Please pull out every line of the records below that contains the word "metal". Case counts.
>> Start
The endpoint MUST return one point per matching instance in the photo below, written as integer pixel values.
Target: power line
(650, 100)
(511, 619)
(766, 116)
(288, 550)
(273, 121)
>> End
>> Start
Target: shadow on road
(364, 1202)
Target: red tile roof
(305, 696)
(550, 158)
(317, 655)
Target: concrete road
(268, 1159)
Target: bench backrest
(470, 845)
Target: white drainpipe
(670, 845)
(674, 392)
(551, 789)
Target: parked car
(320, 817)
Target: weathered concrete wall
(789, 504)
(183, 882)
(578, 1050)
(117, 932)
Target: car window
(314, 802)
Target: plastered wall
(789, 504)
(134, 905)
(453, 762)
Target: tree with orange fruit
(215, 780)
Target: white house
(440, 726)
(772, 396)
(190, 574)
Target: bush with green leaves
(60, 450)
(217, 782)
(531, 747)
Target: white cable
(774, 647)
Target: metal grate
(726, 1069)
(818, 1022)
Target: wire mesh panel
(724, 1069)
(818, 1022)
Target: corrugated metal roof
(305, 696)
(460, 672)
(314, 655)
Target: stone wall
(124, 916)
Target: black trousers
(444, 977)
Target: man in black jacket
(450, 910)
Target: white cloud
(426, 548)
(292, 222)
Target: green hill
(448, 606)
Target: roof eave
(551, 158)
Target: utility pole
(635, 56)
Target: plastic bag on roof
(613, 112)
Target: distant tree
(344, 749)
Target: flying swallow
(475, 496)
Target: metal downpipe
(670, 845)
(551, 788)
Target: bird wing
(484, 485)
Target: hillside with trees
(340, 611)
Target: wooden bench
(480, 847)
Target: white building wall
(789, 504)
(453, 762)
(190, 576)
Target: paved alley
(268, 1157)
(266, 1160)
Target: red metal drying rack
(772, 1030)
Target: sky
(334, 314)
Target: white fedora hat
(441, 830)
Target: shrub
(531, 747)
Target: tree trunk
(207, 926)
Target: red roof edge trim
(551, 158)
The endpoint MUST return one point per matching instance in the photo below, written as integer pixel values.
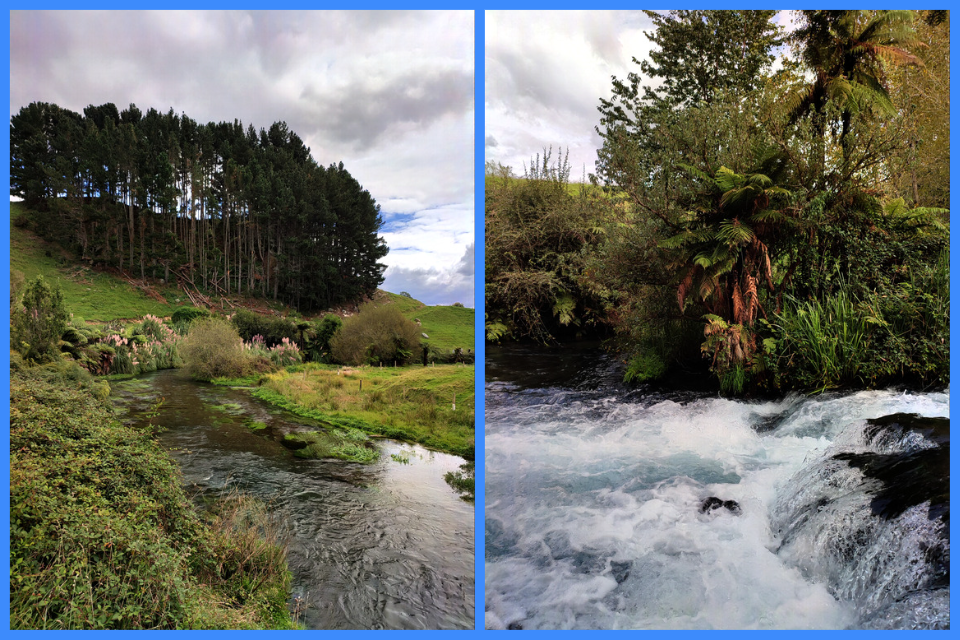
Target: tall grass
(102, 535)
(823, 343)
>> End
### Result of the exercise
Target: metal grate
Target: corrugated metal roof
Target: metal downpipe
Target: red metal drying rack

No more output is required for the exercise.